BEGIN
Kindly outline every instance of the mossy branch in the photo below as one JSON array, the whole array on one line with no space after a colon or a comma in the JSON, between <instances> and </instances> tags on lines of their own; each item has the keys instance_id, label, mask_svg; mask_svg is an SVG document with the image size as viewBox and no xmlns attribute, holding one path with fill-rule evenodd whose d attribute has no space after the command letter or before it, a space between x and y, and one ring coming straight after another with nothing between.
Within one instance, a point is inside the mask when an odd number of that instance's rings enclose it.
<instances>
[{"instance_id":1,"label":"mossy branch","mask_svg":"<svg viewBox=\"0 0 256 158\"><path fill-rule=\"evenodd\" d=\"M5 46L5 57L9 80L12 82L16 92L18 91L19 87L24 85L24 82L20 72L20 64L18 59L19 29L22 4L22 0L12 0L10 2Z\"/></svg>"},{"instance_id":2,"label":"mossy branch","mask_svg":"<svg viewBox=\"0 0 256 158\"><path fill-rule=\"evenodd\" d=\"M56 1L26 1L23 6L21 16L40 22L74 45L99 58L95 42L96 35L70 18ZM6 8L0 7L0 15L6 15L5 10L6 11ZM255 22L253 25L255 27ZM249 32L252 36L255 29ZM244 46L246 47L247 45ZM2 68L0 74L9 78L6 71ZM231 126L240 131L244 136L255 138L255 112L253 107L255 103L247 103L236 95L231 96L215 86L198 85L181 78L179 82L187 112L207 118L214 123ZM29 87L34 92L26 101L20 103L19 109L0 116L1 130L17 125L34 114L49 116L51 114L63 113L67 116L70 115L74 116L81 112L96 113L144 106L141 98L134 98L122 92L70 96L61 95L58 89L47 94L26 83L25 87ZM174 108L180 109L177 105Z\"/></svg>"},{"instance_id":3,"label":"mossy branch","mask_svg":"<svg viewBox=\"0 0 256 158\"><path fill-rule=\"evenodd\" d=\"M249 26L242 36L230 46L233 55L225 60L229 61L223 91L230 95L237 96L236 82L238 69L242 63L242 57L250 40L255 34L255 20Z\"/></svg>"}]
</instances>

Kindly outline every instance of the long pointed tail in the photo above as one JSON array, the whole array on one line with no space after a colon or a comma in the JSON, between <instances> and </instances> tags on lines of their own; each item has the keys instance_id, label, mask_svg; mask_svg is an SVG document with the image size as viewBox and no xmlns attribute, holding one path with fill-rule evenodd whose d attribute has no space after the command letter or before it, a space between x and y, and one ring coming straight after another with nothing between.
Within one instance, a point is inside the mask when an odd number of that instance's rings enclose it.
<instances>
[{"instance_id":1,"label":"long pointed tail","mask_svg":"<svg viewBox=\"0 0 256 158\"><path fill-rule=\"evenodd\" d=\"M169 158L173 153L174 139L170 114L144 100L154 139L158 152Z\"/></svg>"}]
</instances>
END
* _Written instruction_
Filter the data above down to the lines that contain the string "keys", copying each of them.

* _Response below_
Kindly outline every instance of the mossy branch in the photo below as one JSON array, the whole array on one line with no space after a colon or a comma in the JSON, between <instances> and </instances> tags on lines of their own; each item has the keys instance_id, label, mask_svg; mask_svg is an SVG document with the image size as viewBox and no xmlns attribute, holding one path with fill-rule evenodd whose d attribute has no space after the command letter or before it, a space between x and y, and one ring coming straight after another with nothing between.
Kindly outline every instance of the long pointed tail in the photo above as one JSON array, the whole array on one line with no space after a colon or a comma in the JSON, between <instances> and </instances> tags on lines of their own; each item has the keys instance_id, label, mask_svg; mask_svg is an SVG document with the image size as viewBox and no xmlns attribute, holding one path with fill-rule evenodd whose d attribute has no space after the command letter or before it, a space between x and y, and one ring coming straight after another with nothing between.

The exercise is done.